Task material |
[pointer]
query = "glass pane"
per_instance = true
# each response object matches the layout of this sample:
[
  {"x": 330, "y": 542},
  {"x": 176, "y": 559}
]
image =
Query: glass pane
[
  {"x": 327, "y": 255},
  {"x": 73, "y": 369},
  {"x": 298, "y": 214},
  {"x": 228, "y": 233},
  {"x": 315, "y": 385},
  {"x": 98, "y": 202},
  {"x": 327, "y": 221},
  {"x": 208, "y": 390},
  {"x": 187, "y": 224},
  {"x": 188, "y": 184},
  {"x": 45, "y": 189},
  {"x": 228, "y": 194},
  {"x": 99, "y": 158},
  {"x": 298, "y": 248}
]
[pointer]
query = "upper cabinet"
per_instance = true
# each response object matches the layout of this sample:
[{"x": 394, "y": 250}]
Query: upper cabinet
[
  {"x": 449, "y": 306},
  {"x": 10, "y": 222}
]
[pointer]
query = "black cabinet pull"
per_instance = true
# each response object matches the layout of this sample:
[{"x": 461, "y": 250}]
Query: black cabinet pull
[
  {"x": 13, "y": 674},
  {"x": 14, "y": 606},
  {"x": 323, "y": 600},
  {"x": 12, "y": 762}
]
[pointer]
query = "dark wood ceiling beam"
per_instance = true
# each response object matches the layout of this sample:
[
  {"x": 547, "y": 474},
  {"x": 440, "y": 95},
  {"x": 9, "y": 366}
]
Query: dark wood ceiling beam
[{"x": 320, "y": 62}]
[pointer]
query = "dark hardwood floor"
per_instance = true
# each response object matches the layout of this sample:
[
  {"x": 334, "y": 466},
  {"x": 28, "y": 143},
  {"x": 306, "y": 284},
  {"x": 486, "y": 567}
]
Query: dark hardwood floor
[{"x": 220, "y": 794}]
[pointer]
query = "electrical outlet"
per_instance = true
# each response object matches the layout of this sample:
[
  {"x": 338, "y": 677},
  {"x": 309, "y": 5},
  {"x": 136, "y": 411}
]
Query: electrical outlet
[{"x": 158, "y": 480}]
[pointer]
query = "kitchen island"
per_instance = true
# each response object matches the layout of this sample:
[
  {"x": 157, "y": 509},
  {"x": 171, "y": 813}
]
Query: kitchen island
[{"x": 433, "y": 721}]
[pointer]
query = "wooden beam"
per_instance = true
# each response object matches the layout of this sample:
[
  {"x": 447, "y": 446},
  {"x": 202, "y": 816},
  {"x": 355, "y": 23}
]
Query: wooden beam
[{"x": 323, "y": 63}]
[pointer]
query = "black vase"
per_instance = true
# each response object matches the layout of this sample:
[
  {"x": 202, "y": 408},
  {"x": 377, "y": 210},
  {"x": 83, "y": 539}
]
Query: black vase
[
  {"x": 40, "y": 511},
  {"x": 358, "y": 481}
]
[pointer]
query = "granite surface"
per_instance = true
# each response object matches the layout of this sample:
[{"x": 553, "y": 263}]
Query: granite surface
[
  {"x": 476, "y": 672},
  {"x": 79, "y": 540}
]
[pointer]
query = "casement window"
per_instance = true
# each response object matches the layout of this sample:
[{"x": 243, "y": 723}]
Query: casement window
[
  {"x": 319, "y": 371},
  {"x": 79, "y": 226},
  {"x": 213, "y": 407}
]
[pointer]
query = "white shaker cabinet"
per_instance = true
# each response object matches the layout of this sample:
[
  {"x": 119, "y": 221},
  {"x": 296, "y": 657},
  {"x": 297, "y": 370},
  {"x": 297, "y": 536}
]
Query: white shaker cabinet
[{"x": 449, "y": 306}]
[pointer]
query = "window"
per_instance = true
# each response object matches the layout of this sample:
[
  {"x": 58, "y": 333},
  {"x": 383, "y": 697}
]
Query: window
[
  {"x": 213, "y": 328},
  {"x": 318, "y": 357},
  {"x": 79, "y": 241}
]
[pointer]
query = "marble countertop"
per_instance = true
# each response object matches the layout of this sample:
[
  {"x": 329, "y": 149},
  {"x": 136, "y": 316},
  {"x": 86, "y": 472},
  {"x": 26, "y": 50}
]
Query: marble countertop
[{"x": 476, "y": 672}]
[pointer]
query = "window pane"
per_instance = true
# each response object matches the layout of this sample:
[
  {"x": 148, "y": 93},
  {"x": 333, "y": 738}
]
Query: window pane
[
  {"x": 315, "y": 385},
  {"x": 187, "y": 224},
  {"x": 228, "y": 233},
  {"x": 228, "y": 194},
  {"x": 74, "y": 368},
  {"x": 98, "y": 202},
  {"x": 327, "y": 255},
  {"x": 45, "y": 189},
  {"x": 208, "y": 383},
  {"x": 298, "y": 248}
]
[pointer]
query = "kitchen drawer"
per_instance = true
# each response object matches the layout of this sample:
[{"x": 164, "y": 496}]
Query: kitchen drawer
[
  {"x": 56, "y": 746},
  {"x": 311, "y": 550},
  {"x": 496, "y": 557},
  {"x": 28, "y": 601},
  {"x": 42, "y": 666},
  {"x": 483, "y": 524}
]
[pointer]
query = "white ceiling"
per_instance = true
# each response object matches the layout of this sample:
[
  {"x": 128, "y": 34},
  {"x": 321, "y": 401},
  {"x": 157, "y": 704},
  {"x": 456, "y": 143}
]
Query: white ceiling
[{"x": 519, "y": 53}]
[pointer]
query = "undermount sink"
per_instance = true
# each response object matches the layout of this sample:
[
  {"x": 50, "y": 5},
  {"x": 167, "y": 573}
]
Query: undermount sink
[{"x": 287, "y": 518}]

The task | Your task is to retype the data exactly, with no line missing.

Your response |
[pointer]
query = "glass pane"
per_instance = true
# each response object matches the layout of this sample:
[
  {"x": 330, "y": 542},
  {"x": 176, "y": 559}
]
image =
Query: glass pane
[
  {"x": 327, "y": 255},
  {"x": 73, "y": 369},
  {"x": 298, "y": 214},
  {"x": 228, "y": 233},
  {"x": 315, "y": 385},
  {"x": 98, "y": 202},
  {"x": 327, "y": 221},
  {"x": 208, "y": 390},
  {"x": 187, "y": 224},
  {"x": 188, "y": 184},
  {"x": 45, "y": 189},
  {"x": 228, "y": 194},
  {"x": 99, "y": 158},
  {"x": 298, "y": 248}
]
[pointer]
query = "upper cabinet"
per_instance = true
# each response object matches the layout of this sample:
[{"x": 394, "y": 250}]
Query: upper cabinet
[
  {"x": 449, "y": 306},
  {"x": 10, "y": 222}
]
[pointer]
query = "black cabinet pull"
per_instance = true
# each response object matches the layout of this sample:
[{"x": 461, "y": 250}]
Query: black cabinet pull
[
  {"x": 13, "y": 674},
  {"x": 14, "y": 606},
  {"x": 323, "y": 600},
  {"x": 12, "y": 762}
]
[pointer]
query = "dark wood ceiling beam"
per_instance = true
# each response object matches the layout of this sample:
[
  {"x": 547, "y": 474},
  {"x": 440, "y": 95},
  {"x": 9, "y": 366}
]
Query: dark wood ceiling beam
[{"x": 320, "y": 62}]
[pointer]
query = "dark hardwood floor"
per_instance = true
# each response object matches the layout of this sample:
[
  {"x": 334, "y": 466},
  {"x": 28, "y": 143},
  {"x": 306, "y": 284},
  {"x": 486, "y": 567}
]
Query: dark hardwood floor
[{"x": 220, "y": 794}]
[pointer]
query = "electrical outlet"
per_instance = true
# each response object matches the layout of this sample:
[
  {"x": 338, "y": 677},
  {"x": 309, "y": 5},
  {"x": 136, "y": 411}
]
Query: electrical outlet
[{"x": 158, "y": 480}]
[pointer]
query = "kitchen island"
per_instance = true
# each response object matches the layout of this sample:
[
  {"x": 157, "y": 509},
  {"x": 171, "y": 813}
]
Query: kitchen island
[{"x": 433, "y": 721}]
[pointer]
query = "wooden beam"
per_instance = true
# each response object matches the layout of this sample:
[
  {"x": 447, "y": 446},
  {"x": 202, "y": 816},
  {"x": 355, "y": 23}
]
Query: wooden beam
[{"x": 323, "y": 63}]
[pointer]
query = "black vase"
per_instance = true
# each response object matches the layout of this sample:
[
  {"x": 202, "y": 408},
  {"x": 377, "y": 210},
  {"x": 83, "y": 539}
]
Query: black vase
[
  {"x": 40, "y": 511},
  {"x": 358, "y": 481}
]
[pointer]
query = "granite surface"
per_instance = true
# each response object matches the layout of this sample:
[{"x": 553, "y": 263}]
Query: granite surface
[
  {"x": 476, "y": 672},
  {"x": 79, "y": 540}
]
[pointer]
query = "casement window"
per_instance = true
# each response object matches the layout of this sample:
[{"x": 243, "y": 723}]
Query: casement window
[
  {"x": 319, "y": 371},
  {"x": 79, "y": 226},
  {"x": 213, "y": 407}
]
[pointer]
query = "white shaker cabinet"
per_instance = true
# each response object matches the layout of this sample:
[
  {"x": 119, "y": 221},
  {"x": 296, "y": 657},
  {"x": 297, "y": 370},
  {"x": 297, "y": 536}
]
Query: white shaker cabinet
[{"x": 449, "y": 306}]
[pointer]
query = "window"
per_instance = true
# each response object matches the layout of this sample:
[
  {"x": 58, "y": 333},
  {"x": 383, "y": 697}
]
Query: window
[
  {"x": 213, "y": 328},
  {"x": 318, "y": 357},
  {"x": 79, "y": 241}
]
[pointer]
query = "marble countertop"
per_instance = true
# each response object matches the layout of this sample:
[
  {"x": 329, "y": 149},
  {"x": 136, "y": 316},
  {"x": 86, "y": 472},
  {"x": 26, "y": 50}
]
Query: marble countertop
[{"x": 476, "y": 672}]
[pointer]
query = "window pane"
per_instance = true
# each response object matches the layout of this sample:
[
  {"x": 148, "y": 93},
  {"x": 333, "y": 738}
]
Query: window pane
[
  {"x": 315, "y": 385},
  {"x": 187, "y": 224},
  {"x": 228, "y": 233},
  {"x": 228, "y": 194},
  {"x": 74, "y": 368},
  {"x": 98, "y": 202},
  {"x": 327, "y": 255},
  {"x": 45, "y": 189},
  {"x": 208, "y": 383},
  {"x": 298, "y": 248}
]
[pointer]
query = "kitchen drawer"
per_instance = true
# each response object matches the layout of this sample:
[{"x": 164, "y": 496}]
Query: kitchen drawer
[
  {"x": 56, "y": 746},
  {"x": 311, "y": 550},
  {"x": 496, "y": 557},
  {"x": 28, "y": 601},
  {"x": 42, "y": 666},
  {"x": 483, "y": 524}
]
[pointer]
query = "white ceiling"
per_instance = true
# each response object matches the layout of this sample:
[
  {"x": 128, "y": 34},
  {"x": 321, "y": 401},
  {"x": 157, "y": 704},
  {"x": 456, "y": 143}
]
Query: white ceiling
[{"x": 519, "y": 53}]
[pointer]
query = "undermount sink"
per_instance = true
# each response object matches the layout of this sample:
[
  {"x": 50, "y": 5},
  {"x": 167, "y": 573}
]
Query: undermount sink
[{"x": 287, "y": 518}]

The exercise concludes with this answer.